_Task statement:_ Among the entries below, one line contains "positive clicks: (329, 120) (333, 121)" and another contains "119L62 133L71 193L58". Transcribe those two lines and every line between them, exactly.

_Collected data:_
——————————

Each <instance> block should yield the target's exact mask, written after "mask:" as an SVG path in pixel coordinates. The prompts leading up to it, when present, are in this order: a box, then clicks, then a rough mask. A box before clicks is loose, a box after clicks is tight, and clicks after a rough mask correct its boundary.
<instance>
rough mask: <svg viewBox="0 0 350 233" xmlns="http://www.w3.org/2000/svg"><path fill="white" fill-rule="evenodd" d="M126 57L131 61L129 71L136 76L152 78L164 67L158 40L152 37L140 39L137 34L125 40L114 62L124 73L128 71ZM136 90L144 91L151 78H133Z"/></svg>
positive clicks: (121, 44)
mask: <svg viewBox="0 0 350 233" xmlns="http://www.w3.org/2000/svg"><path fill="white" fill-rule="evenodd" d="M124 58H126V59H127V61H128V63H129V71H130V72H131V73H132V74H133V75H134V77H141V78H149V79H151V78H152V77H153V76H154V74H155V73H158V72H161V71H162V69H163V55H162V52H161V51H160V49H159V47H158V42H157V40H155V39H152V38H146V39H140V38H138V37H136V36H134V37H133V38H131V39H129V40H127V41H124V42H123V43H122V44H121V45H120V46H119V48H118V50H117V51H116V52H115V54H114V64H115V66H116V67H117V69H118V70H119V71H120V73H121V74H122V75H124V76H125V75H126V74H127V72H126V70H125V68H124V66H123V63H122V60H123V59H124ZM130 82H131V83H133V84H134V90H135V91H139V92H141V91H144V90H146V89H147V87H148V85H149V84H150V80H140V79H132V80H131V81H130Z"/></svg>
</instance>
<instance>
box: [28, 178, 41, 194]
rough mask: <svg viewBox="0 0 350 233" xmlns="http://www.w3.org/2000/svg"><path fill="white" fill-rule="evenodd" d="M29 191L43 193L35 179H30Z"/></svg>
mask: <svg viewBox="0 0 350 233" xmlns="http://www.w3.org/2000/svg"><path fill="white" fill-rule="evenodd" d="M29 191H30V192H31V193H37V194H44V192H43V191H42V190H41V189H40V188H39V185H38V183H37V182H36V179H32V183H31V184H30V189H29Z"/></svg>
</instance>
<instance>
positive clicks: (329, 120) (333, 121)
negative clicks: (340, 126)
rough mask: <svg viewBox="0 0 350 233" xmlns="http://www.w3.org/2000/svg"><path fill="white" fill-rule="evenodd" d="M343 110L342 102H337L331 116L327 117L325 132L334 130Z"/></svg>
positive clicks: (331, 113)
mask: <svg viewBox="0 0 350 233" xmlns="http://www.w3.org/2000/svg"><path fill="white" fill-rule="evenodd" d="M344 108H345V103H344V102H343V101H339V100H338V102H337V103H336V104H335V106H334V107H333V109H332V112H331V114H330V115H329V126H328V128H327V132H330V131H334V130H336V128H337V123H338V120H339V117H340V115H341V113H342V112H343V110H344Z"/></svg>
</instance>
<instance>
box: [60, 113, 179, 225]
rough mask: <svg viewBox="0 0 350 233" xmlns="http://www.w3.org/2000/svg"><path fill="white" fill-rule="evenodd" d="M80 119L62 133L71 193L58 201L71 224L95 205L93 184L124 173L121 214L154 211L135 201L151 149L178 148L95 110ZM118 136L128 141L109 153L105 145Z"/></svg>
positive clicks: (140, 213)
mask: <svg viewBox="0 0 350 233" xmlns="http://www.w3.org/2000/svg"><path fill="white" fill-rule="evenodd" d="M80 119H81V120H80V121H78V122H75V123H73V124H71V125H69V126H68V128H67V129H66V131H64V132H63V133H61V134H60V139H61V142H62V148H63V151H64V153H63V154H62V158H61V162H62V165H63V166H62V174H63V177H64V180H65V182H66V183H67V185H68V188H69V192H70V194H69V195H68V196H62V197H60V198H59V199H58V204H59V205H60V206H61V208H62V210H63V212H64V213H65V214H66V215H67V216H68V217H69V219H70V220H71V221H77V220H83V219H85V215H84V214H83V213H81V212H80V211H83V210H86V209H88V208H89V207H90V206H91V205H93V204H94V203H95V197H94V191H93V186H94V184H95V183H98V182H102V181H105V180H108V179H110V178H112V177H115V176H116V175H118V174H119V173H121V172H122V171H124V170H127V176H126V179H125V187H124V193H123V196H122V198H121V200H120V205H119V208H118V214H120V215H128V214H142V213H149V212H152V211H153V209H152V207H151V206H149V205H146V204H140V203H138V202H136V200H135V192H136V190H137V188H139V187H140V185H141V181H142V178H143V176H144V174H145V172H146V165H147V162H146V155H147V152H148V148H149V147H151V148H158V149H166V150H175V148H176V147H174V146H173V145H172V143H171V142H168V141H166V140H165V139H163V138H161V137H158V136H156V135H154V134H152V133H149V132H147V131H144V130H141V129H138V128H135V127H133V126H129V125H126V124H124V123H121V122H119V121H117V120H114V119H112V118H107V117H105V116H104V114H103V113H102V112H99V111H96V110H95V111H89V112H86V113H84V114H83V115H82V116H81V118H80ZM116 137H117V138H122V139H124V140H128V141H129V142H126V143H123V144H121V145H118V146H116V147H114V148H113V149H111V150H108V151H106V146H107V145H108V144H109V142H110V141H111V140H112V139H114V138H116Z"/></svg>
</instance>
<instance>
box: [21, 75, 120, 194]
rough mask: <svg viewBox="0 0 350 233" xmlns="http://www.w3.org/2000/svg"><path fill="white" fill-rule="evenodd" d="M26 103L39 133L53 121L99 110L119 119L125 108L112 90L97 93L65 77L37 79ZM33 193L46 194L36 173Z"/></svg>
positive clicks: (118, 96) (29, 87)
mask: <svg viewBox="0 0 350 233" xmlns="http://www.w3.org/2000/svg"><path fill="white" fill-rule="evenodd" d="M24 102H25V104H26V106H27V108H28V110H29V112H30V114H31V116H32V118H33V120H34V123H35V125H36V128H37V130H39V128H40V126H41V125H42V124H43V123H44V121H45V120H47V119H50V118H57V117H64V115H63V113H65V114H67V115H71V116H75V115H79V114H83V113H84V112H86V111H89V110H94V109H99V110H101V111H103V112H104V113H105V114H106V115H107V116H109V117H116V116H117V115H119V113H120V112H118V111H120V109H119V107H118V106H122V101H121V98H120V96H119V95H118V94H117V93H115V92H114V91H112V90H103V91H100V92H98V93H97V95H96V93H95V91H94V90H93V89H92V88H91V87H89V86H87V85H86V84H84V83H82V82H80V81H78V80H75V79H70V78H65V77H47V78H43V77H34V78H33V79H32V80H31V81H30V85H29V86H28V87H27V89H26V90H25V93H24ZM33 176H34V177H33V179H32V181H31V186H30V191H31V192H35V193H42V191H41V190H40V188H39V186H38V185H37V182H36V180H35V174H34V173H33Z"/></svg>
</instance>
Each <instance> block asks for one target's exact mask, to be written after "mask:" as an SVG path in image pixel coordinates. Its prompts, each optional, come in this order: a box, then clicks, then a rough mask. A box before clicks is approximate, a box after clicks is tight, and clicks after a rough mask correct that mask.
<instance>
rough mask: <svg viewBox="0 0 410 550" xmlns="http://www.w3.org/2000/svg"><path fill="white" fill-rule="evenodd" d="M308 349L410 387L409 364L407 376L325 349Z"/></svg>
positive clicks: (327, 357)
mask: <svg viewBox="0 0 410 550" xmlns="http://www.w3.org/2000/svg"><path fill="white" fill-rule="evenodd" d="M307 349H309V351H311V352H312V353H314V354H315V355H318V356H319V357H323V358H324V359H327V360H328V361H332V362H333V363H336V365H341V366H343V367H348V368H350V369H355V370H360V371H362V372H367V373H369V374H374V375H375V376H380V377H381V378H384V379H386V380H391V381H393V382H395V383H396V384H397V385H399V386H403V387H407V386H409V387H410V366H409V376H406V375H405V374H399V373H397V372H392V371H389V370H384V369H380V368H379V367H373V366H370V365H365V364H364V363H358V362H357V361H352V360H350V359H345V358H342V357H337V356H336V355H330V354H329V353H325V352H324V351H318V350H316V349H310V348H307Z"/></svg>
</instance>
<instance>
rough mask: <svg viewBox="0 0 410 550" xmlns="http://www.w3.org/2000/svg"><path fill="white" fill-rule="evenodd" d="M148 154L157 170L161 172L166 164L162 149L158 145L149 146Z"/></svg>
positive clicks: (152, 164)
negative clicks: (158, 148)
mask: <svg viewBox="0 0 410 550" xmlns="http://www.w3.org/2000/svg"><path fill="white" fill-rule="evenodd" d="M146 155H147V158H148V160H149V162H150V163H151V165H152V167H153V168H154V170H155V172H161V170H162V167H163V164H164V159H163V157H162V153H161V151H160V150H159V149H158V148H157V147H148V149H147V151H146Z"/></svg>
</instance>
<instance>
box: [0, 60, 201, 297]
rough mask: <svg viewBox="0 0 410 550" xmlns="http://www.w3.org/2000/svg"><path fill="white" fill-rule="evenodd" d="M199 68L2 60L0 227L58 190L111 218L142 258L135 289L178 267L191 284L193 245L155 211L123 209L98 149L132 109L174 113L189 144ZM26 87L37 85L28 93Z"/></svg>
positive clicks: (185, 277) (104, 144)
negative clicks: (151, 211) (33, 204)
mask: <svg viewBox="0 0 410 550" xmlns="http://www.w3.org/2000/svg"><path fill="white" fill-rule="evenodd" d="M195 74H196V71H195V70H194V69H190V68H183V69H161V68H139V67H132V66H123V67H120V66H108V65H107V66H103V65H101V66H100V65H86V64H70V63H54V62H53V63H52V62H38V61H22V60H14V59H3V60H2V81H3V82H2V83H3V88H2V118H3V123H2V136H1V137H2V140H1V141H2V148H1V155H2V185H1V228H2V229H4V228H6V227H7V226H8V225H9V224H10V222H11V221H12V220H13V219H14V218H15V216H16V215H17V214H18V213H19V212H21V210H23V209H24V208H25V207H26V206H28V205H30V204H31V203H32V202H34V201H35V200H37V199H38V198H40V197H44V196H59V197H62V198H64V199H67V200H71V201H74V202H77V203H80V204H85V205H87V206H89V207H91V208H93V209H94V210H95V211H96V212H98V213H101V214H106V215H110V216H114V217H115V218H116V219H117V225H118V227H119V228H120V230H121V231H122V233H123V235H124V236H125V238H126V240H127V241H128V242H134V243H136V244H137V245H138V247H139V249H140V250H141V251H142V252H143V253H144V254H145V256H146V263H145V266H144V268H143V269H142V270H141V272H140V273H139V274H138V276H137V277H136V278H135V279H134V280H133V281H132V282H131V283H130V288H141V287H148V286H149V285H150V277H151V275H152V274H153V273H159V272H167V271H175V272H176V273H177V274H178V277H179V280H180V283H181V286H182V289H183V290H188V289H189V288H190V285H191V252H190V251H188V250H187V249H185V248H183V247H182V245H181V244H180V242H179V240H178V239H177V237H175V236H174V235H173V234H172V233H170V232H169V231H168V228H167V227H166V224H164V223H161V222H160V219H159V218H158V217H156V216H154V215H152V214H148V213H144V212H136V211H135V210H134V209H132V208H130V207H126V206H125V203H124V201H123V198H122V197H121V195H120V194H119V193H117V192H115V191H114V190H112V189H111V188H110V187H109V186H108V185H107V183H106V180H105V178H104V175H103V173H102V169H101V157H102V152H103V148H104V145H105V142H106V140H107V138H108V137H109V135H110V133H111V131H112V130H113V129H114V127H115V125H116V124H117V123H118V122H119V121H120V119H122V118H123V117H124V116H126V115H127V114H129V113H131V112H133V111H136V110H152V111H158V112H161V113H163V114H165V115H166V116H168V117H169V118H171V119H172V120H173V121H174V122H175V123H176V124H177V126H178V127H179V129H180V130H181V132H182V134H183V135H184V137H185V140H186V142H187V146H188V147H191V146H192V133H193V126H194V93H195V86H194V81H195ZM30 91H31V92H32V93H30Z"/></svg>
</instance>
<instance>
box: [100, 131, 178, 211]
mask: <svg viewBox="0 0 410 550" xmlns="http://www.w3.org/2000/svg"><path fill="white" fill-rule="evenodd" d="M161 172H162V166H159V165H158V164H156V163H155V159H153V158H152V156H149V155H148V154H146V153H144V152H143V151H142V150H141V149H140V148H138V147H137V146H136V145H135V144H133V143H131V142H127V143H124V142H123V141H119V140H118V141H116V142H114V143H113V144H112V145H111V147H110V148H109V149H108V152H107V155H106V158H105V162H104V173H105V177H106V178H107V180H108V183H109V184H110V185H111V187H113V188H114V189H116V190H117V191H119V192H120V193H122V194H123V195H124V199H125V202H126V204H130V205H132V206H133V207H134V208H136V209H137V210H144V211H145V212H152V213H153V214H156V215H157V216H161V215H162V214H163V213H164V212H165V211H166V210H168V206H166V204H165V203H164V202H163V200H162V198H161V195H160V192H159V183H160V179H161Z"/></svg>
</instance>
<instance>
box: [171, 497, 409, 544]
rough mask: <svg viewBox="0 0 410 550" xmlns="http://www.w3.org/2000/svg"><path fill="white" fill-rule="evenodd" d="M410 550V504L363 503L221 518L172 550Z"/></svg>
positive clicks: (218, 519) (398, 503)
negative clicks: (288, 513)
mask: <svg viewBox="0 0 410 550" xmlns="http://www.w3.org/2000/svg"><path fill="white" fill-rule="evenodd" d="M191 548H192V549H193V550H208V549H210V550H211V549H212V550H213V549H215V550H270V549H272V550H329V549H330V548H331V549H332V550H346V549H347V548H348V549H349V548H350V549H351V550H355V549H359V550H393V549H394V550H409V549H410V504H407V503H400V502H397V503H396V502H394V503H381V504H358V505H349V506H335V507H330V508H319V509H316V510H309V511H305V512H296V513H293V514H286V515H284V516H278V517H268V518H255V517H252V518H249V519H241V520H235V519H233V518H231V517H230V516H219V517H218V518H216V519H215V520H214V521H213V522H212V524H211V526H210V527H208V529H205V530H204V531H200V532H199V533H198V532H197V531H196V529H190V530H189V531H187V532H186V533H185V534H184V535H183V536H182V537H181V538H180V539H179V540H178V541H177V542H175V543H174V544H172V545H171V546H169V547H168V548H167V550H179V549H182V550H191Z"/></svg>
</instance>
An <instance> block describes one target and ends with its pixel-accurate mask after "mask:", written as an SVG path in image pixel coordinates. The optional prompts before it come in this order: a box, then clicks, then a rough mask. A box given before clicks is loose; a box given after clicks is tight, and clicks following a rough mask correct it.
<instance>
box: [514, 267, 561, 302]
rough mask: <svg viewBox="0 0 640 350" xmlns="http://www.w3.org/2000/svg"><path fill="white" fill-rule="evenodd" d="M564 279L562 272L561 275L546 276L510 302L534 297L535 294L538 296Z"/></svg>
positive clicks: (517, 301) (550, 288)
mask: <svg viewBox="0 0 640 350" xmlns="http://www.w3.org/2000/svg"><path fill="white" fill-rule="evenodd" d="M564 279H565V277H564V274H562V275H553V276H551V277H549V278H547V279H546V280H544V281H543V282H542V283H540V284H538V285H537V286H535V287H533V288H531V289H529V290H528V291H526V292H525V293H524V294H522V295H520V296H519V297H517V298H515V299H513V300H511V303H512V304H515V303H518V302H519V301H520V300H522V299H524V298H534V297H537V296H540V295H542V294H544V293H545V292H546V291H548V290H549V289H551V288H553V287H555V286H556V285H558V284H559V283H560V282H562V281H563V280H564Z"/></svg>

——————————

_Solution for this exercise:_
positive clicks: (329, 120) (333, 121)
negative clicks: (340, 126)
rough mask: <svg viewBox="0 0 350 233" xmlns="http://www.w3.org/2000/svg"><path fill="white" fill-rule="evenodd" d="M343 110L342 102H337L331 116L327 117L325 132L334 130Z"/></svg>
positive clicks: (331, 113)
mask: <svg viewBox="0 0 350 233" xmlns="http://www.w3.org/2000/svg"><path fill="white" fill-rule="evenodd" d="M344 108H345V103H344V102H343V101H339V100H338V102H337V103H336V104H335V106H334V107H333V109H332V112H331V114H330V115H329V126H328V128H327V132H330V131H334V130H336V128H337V123H338V120H339V117H340V115H341V113H342V112H343V110H344Z"/></svg>
</instance>
<instance>
box: [60, 113, 179, 225]
rough mask: <svg viewBox="0 0 350 233" xmlns="http://www.w3.org/2000/svg"><path fill="white" fill-rule="evenodd" d="M80 119L62 133L71 193L58 201L71 224L95 205L93 184L124 173L121 214L154 211L135 201L151 149L178 148L95 110ZM118 136L128 141L109 153L105 145Z"/></svg>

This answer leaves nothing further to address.